**Written request:**
Recast the records below, from the line with "Practice. Spot the asphalt" through the last line, as a Markdown table with columns No. and Text. Give each line its own numbered row and leave out blank lines.

**Stored data:**
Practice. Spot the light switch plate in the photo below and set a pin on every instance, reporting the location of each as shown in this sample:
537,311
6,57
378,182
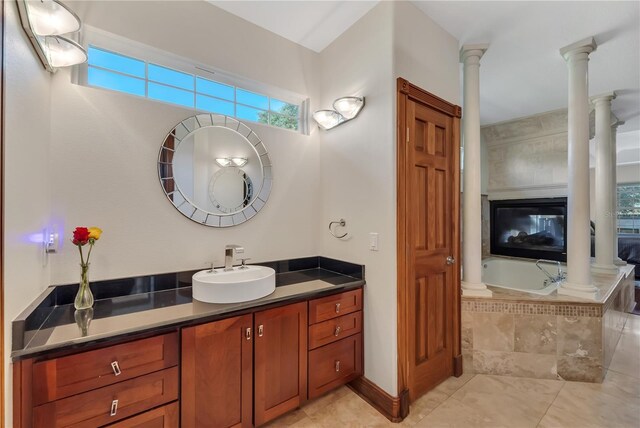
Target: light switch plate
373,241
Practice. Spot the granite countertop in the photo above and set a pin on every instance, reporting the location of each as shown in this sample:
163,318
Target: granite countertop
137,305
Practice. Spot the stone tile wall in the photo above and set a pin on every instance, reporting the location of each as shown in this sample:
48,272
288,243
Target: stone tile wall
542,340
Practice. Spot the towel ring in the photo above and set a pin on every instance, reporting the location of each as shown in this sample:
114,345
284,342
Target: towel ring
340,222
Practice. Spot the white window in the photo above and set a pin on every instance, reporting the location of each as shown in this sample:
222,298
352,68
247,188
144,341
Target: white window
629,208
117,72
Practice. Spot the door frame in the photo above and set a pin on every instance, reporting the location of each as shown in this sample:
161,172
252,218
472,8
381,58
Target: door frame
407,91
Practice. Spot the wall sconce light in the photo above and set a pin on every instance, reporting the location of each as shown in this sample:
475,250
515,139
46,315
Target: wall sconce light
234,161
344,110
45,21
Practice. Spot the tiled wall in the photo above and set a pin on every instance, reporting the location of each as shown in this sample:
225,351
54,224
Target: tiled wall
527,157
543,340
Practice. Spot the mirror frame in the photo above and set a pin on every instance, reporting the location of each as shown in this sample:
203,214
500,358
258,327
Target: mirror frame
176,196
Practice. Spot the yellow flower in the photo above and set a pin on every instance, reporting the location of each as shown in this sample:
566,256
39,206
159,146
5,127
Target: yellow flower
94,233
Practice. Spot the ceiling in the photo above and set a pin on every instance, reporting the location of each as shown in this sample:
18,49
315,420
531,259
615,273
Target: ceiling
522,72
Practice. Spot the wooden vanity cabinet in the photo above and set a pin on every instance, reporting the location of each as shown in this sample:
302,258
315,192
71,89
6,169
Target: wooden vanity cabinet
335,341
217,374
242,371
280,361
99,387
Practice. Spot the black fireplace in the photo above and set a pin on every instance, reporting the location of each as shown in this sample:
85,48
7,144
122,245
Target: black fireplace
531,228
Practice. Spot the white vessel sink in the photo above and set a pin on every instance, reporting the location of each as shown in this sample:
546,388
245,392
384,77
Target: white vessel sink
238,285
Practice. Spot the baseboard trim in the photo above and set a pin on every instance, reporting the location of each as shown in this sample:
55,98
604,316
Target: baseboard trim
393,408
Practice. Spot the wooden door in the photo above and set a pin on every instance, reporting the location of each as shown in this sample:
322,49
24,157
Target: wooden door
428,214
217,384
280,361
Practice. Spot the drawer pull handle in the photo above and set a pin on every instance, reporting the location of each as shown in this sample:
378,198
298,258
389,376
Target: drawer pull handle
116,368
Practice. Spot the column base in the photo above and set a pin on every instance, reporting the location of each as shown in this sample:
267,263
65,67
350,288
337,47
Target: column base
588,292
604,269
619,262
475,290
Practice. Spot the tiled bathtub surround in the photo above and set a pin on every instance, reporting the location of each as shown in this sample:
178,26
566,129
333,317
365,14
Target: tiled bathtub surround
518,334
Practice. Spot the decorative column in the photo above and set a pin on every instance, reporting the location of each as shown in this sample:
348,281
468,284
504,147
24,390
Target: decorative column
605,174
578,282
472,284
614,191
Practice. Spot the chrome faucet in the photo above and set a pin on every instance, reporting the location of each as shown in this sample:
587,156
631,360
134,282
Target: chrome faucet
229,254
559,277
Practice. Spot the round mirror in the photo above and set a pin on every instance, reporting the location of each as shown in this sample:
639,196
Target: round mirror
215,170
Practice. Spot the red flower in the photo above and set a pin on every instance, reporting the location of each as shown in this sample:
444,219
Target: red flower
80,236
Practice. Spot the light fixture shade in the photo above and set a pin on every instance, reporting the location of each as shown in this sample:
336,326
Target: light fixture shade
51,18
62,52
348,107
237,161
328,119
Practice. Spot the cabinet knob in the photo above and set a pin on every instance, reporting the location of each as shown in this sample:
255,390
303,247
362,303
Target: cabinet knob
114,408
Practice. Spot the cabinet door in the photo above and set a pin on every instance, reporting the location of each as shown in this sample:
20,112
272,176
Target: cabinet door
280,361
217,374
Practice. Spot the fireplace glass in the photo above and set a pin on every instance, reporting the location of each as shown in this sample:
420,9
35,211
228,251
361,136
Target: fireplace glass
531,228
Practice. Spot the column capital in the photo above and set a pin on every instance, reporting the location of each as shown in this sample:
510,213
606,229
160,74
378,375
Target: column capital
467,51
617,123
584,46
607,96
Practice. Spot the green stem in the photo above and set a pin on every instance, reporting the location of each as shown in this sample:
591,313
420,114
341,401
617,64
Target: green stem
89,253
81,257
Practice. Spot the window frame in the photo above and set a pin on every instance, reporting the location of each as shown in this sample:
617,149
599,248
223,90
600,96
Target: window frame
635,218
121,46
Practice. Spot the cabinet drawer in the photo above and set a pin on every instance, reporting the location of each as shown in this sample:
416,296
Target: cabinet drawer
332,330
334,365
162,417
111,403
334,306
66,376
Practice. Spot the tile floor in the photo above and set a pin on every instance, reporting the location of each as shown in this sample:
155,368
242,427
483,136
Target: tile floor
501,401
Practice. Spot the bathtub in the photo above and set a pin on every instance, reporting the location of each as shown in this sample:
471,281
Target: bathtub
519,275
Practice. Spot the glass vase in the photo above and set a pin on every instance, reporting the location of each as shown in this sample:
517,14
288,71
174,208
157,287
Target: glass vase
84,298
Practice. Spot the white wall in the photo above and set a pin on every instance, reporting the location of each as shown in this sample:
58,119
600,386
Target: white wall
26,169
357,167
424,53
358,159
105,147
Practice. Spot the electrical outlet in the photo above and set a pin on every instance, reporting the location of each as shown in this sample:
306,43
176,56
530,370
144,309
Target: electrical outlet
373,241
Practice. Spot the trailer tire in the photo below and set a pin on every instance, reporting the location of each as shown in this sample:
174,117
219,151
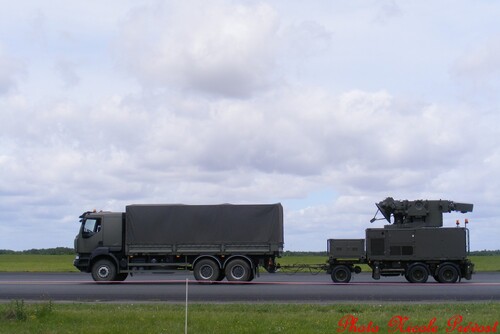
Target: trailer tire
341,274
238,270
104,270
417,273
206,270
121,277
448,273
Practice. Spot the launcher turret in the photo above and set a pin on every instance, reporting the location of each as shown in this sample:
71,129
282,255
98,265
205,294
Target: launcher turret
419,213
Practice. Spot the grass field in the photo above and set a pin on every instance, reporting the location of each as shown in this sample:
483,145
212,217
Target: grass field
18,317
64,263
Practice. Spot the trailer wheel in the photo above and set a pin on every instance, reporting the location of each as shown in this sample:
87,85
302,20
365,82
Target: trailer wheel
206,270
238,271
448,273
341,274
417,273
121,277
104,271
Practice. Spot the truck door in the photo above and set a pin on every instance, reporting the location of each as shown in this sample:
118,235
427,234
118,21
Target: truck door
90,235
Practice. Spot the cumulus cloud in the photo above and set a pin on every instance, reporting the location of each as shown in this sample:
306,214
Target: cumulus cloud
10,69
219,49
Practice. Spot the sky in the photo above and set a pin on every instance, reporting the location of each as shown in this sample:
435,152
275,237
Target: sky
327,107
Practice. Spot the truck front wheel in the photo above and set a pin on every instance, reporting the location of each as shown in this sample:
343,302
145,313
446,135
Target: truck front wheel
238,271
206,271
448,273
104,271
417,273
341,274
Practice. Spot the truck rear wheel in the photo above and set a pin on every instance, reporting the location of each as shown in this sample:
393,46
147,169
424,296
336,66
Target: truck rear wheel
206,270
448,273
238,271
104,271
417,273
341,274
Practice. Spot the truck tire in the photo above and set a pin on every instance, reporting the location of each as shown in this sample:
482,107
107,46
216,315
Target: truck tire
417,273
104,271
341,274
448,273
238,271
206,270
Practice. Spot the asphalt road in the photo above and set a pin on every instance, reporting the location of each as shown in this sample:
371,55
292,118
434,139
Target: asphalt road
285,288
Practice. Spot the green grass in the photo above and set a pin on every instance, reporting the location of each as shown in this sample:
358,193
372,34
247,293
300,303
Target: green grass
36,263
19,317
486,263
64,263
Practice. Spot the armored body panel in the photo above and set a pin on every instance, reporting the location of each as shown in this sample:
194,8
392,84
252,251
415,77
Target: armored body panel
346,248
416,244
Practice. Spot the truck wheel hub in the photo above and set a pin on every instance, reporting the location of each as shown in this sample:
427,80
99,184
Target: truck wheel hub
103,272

**Result:**
| No. | Text |
|---|---|
| 1 | Practice. Spot the asphalt road in the photo above and set a pin on every instance, reporting the location of each as shown in this sample: |
| 2 | 371,55 |
| 3 | 292,118 |
| 4 | 434,139 |
| 5 | Target: asphalt road |
| 6 | 285,288 |
| 7 | Practice. Spot the green grass in the photo above and set a pin on every instance, reporting the location of each as shown in this sample: |
| 8 | 358,193 |
| 9 | 372,34 |
| 10 | 247,293 |
| 11 | 300,303 |
| 12 | Target: green grass |
| 13 | 36,263 |
| 14 | 19,317 |
| 15 | 486,263 |
| 16 | 64,263 |
| 17 | Practice. Spot the armored body panel in the photo above and set a pin on every instance, reporting the location of each as shown in this sample: |
| 18 | 194,8 |
| 19 | 392,84 |
| 20 | 252,251 |
| 21 | 415,77 |
| 22 | Target: armored body panel |
| 23 | 346,248 |
| 24 | 416,244 |
| 25 | Practice. Spot the truck wheel hub in the photo above and set a pin on every instance, reporting the location of each as shown in this sample: |
| 26 | 427,80 |
| 27 | 99,184 |
| 28 | Target: truck wheel hub |
| 29 | 103,272 |